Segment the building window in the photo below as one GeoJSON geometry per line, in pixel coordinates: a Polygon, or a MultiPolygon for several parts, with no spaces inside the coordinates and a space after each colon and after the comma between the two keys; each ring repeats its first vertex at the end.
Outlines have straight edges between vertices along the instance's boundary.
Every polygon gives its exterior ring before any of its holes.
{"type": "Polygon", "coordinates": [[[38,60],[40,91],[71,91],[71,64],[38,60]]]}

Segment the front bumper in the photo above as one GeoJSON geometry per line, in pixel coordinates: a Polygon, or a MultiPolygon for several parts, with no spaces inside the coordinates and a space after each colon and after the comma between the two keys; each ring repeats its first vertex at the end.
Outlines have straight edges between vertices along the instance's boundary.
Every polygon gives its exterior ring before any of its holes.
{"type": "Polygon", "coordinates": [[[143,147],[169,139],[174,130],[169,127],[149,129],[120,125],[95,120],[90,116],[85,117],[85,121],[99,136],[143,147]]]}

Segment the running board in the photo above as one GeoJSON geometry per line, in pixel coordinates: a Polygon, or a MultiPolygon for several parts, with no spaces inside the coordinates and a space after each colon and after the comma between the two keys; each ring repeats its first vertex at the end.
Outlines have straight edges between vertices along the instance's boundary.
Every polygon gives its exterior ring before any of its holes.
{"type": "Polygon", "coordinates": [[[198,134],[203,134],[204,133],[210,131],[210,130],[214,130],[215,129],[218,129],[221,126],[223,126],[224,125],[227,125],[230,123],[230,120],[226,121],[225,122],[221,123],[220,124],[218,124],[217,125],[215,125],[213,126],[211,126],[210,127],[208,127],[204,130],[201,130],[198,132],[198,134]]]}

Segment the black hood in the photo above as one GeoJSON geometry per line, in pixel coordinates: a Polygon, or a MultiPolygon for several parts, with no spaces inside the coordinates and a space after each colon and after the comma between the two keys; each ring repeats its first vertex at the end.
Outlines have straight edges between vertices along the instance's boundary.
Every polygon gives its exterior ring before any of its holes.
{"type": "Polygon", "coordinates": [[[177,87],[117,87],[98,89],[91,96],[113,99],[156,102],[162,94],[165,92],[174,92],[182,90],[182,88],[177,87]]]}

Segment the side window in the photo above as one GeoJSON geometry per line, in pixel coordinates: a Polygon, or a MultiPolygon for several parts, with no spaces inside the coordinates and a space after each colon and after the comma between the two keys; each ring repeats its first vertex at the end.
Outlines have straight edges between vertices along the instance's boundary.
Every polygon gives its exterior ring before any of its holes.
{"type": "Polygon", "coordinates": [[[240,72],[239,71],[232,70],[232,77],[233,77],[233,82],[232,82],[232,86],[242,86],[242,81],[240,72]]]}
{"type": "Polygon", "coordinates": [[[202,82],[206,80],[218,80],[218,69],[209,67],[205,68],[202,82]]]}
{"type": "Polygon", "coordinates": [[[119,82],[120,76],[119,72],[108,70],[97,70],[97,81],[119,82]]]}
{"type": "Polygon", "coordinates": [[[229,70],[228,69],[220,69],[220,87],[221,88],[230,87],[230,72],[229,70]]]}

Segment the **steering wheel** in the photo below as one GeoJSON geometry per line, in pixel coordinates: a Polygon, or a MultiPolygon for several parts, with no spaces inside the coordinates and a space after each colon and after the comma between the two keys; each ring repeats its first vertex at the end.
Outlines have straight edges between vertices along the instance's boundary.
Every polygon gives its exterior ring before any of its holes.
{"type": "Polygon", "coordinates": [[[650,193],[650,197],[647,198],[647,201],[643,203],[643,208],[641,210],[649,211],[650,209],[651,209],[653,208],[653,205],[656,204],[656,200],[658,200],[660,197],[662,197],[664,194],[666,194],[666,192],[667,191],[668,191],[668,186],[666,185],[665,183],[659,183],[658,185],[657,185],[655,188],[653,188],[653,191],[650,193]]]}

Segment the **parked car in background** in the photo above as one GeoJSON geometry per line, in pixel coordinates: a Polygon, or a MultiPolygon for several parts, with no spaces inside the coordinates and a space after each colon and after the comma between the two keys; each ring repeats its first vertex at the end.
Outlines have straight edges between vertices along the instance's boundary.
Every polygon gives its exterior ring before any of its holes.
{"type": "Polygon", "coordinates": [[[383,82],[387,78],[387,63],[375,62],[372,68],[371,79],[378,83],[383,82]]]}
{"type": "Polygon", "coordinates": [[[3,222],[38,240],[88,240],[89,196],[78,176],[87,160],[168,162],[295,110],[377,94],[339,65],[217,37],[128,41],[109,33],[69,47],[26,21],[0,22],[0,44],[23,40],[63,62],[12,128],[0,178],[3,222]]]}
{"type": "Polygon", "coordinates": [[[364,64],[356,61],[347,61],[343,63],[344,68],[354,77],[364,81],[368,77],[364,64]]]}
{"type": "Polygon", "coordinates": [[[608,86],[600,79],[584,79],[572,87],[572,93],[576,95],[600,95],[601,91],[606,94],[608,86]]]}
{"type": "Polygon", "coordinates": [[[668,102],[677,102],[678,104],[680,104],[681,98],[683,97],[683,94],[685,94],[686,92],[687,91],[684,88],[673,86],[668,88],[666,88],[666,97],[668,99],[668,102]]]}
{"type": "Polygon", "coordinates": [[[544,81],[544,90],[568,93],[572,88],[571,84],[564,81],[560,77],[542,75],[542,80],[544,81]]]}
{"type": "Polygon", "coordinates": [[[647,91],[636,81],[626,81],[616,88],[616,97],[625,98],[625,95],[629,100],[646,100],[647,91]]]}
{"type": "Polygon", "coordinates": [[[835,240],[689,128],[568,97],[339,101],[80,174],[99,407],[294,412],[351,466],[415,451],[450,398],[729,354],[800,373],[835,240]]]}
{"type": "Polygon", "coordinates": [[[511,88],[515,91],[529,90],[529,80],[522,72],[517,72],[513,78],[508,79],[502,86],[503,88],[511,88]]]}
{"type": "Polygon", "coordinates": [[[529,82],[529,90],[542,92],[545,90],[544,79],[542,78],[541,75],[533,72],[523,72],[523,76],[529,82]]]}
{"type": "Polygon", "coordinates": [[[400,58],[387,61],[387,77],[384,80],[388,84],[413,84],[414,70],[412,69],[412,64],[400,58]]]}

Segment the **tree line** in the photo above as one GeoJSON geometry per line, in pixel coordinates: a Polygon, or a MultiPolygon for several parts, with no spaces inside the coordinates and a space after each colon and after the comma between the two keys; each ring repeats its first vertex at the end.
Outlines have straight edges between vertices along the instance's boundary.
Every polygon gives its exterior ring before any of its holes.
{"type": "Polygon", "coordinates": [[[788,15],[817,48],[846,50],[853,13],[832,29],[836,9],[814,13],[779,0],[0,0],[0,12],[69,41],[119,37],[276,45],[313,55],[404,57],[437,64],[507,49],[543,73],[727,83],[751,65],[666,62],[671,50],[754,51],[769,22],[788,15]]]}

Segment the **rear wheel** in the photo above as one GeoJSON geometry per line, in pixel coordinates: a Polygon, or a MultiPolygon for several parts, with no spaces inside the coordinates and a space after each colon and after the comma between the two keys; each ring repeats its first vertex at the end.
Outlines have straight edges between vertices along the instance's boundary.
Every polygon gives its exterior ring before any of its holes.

━━━━

- [GOAL OF THE EXERCISE] Output every line above without altering anything.

- [RESULT OF THIS EXERCISE]
Segment the building window in the photo below as one GeoJSON geometry per line, in pixel coordinates: a Polygon, or a MultiPolygon for several parts, with no spaces inside the coordinates and a space after each colon and after the comma between the two keys; each ring repeats its first vertex at the end.
Outlines have straight edges between vertices along the instance's boundary.
Every polygon gives its exterior ring before any of its holes.
{"type": "Polygon", "coordinates": [[[38,60],[40,91],[71,91],[71,64],[38,60]]]}

Segment the front bumper in the photo above as one GeoJSON geometry per line, in pixel coordinates: a Polygon, or a MultiPolygon for several parts, with no spaces inside the coordinates and a space after each colon and after the comma between the two keys; each ring repeats its first vertex at the end.
Outlines have straight edges between vertices along the instance's boundary.
Every polygon gives its exterior ring before any of its holes.
{"type": "Polygon", "coordinates": [[[143,147],[169,139],[174,130],[169,127],[149,129],[120,125],[95,120],[90,116],[85,117],[85,121],[99,136],[143,147]]]}

Segment the running board in the photo above as one GeoJSON geometry per line, in pixel coordinates: a Polygon, or a MultiPolygon for several parts, with no spaces inside the coordinates and a space after each colon and after the comma between the two keys; each ring repeats its first vertex at the end.
Outlines have straight edges between vertices along the instance's boundary.
Every polygon gives its exterior ring before any of its holes.
{"type": "Polygon", "coordinates": [[[198,134],[203,134],[204,133],[210,131],[210,130],[214,130],[215,129],[218,129],[221,126],[223,126],[224,125],[227,125],[230,123],[230,120],[226,121],[225,122],[221,123],[220,124],[218,124],[217,125],[215,125],[213,126],[211,126],[210,127],[208,127],[204,130],[201,130],[198,132],[198,134]]]}

Segment the black hood in the photo above as one GeoJSON geometry per line, in pixel coordinates: a Polygon, or a MultiPolygon for several parts, with no spaces inside the coordinates and a space after each colon and after the comma between the two keys; each ring repeats its first vertex at the end.
Outlines have straight edges between vertices along the instance's boundary.
Every polygon gives its exterior ring before any of its holes.
{"type": "Polygon", "coordinates": [[[177,87],[117,87],[98,89],[91,96],[113,99],[156,102],[162,94],[165,92],[174,92],[182,90],[182,88],[177,87]]]}

Segment the side window in the photo above as one GeoJSON geometry per line, in pixel coordinates: a Polygon, or a MultiPolygon for several parts, with no spaces inside the coordinates and a space after each colon and after the comma between the two keys; each ring repeats its first vertex at the end.
Outlines have straight edges between vertices along the instance's boundary.
Every polygon gives its exterior ring before any of its holes.
{"type": "Polygon", "coordinates": [[[240,72],[239,71],[232,70],[232,77],[233,77],[233,82],[232,82],[232,86],[242,86],[242,81],[240,72]]]}
{"type": "Polygon", "coordinates": [[[202,82],[206,80],[218,80],[218,69],[209,67],[205,68],[202,82]]]}
{"type": "Polygon", "coordinates": [[[119,82],[120,76],[119,72],[108,70],[97,70],[97,81],[119,82]]]}
{"type": "Polygon", "coordinates": [[[229,70],[228,69],[220,69],[220,87],[221,88],[230,87],[230,72],[229,70]]]}

Segment the **steering wheel** in the photo below as one GeoJSON geometry per line, in pixel coordinates: a Polygon, or a MultiPolygon for several parts, with no spaces inside the coordinates and a space after each colon and after the comma between the two keys; each ring repeats its first vertex at the end.
Outlines have straight edges between vertices along the instance's boundary.
Every polygon gives its exterior ring before any of its holes.
{"type": "Polygon", "coordinates": [[[650,193],[650,197],[647,198],[647,201],[643,203],[643,208],[641,210],[649,211],[650,209],[651,209],[653,208],[653,205],[656,204],[656,200],[658,200],[660,197],[662,197],[664,194],[666,194],[666,192],[667,191],[668,191],[668,186],[666,185],[665,183],[659,183],[658,185],[657,185],[655,188],[653,188],[653,191],[650,193]]]}

Segment the **parked car in background** in the photo above as one GeoJSON geometry per line, in pixel coordinates: a Polygon, or a MultiPolygon for several parts, with no spaces inside the coordinates and a space after each colon and after the comma between the two keys; each ring repeats its first vertex at the end.
Outlines have straight edges between vertices along the instance's boundary.
Every polygon gives its exterior ring before any of its holes.
{"type": "Polygon", "coordinates": [[[383,82],[387,78],[387,63],[375,62],[372,68],[371,79],[378,83],[383,82]]]}
{"type": "Polygon", "coordinates": [[[3,222],[38,240],[88,240],[89,196],[78,176],[87,160],[168,162],[295,110],[377,94],[339,65],[217,37],[128,41],[109,33],[69,47],[26,21],[0,22],[0,44],[23,40],[63,62],[12,128],[0,178],[3,222]]]}
{"type": "Polygon", "coordinates": [[[364,64],[356,61],[347,61],[343,63],[344,68],[354,77],[364,81],[368,77],[364,64]]]}
{"type": "Polygon", "coordinates": [[[608,86],[600,79],[584,79],[572,87],[572,93],[576,95],[600,95],[601,91],[606,94],[608,86]]]}
{"type": "Polygon", "coordinates": [[[668,102],[677,102],[678,104],[680,104],[681,98],[683,97],[683,94],[685,94],[686,92],[687,91],[684,88],[673,86],[668,88],[666,88],[666,97],[668,99],[668,102]]]}
{"type": "Polygon", "coordinates": [[[544,81],[544,90],[568,93],[572,88],[571,84],[564,81],[560,77],[542,75],[542,80],[544,81]]]}
{"type": "Polygon", "coordinates": [[[647,91],[636,81],[626,81],[616,88],[616,97],[625,98],[625,95],[629,100],[646,100],[647,91]]]}
{"type": "Polygon", "coordinates": [[[835,240],[689,128],[568,97],[339,101],[80,174],[99,407],[294,412],[351,466],[415,451],[450,398],[729,354],[800,373],[835,240]]]}
{"type": "Polygon", "coordinates": [[[511,88],[515,91],[529,90],[529,80],[522,72],[517,72],[513,78],[508,79],[502,86],[503,88],[511,88]]]}
{"type": "Polygon", "coordinates": [[[529,82],[529,90],[542,92],[545,90],[544,79],[542,78],[541,75],[533,72],[523,72],[523,76],[529,82]]]}
{"type": "Polygon", "coordinates": [[[400,58],[387,61],[387,77],[384,80],[388,84],[413,84],[414,70],[412,69],[412,64],[400,58]]]}

Segment the **tree line** in the photo above as one GeoJSON geometry per line, in pixel coordinates: a Polygon, or a MultiPolygon for several parts, with no spaces inside the coordinates and a space after each colon and after the comma between the two keys; each ring repeats its first vertex at the end.
Outlines have straight edges between vertices along the instance's boundary.
Every polygon gives its exterior ring before any of its holes.
{"type": "Polygon", "coordinates": [[[788,15],[817,48],[846,50],[853,13],[832,29],[836,9],[814,13],[779,0],[0,0],[0,12],[69,41],[119,37],[276,45],[313,55],[404,57],[437,64],[507,49],[543,73],[727,83],[751,65],[666,62],[671,50],[754,51],[769,22],[788,15]]]}

Segment the **rear wheel** in the photo above as one GeoJSON geometry per line, in pixel coordinates: a Polygon, or a MultiPolygon for several parts, with no spaces inside the coordinates and a space after each colon and after the comma between the two keys; each ring repeats its first vertex at the end.
Outlines have straight edges between vertices along the instance's boundary.
Every polygon gives its exterior ring before any of its holes.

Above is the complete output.